→ **RECORDS FOR THIS TASK**:
>> Start

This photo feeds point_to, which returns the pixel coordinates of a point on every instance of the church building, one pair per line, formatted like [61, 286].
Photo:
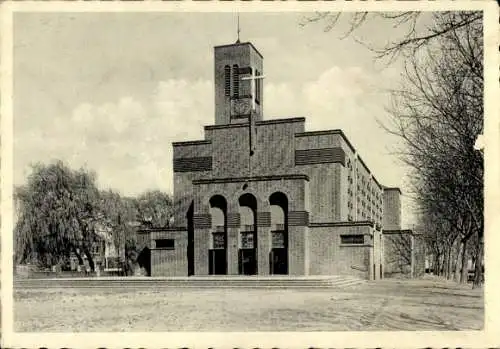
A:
[268, 197]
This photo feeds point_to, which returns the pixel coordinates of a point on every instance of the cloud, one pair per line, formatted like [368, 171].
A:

>> End

→ **PROBLEM TO SOLVE**: Will you restate every entry word for word and omit the images?

→ **ANSWER BELOW**:
This photo feeds point_to, which returns the pixel coordinates of a point on every instance of the church building, one pair per line, formatted like [61, 286].
Photo:
A:
[268, 197]
This photo feeds point_to, which returns the pixel coordinates of a point on every instance of the cloud, one pair per line, formatted like [368, 171].
A:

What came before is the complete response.